__WORK INSTRUCTIONS__:
Wherever the string "white" appears in the listing, copy that line.

__MATERIAL PROVIDED__:
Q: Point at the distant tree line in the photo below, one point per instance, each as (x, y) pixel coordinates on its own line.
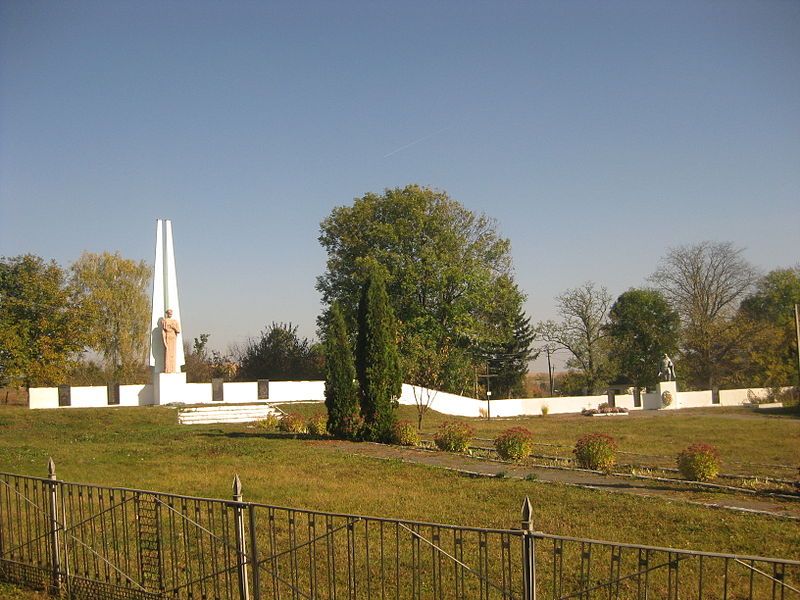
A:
(723, 323)
(457, 313)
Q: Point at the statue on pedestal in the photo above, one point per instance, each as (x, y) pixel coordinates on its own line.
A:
(667, 369)
(170, 328)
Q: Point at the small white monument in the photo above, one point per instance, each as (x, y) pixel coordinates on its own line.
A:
(166, 339)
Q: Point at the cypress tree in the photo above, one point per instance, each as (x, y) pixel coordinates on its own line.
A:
(341, 397)
(377, 360)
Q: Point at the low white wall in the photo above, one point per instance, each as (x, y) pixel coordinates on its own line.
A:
(741, 396)
(43, 398)
(451, 404)
(245, 391)
(87, 396)
(693, 399)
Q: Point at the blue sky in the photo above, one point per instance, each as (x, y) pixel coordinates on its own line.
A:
(597, 134)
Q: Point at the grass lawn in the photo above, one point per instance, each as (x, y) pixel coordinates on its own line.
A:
(146, 448)
(749, 442)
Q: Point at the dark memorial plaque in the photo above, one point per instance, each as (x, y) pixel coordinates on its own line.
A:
(217, 394)
(64, 395)
(113, 394)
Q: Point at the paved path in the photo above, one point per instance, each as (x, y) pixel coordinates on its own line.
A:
(627, 485)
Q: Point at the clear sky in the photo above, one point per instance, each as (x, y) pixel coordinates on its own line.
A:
(598, 134)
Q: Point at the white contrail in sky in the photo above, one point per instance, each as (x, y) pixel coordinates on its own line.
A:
(422, 139)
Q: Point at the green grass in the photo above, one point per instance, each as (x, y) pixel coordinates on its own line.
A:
(741, 434)
(146, 448)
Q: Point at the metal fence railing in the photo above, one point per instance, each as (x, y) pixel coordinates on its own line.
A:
(87, 541)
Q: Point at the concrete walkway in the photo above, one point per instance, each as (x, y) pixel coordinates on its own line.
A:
(627, 485)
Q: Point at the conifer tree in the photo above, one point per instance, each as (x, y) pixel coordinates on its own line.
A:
(377, 359)
(341, 395)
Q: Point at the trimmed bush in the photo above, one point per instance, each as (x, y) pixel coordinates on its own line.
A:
(453, 436)
(317, 425)
(293, 423)
(269, 423)
(699, 462)
(596, 451)
(514, 444)
(405, 433)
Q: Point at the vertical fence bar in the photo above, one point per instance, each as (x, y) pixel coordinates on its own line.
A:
(55, 561)
(241, 551)
(254, 555)
(528, 552)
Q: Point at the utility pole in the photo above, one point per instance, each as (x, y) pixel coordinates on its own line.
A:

__TASK OUTPUT__:
Q: Point at the small white monument in the photo above, one point per instance, each as (x, y) pixel coordinates on its own line.
Q: Point at the low white wall in the photo above, one point per instance, each as (x, y) pixel coordinates on its own line.
Q: Point at the white contrail in sky in the photo above, one point per instance, each as (x, y) pixel coordinates on its own line.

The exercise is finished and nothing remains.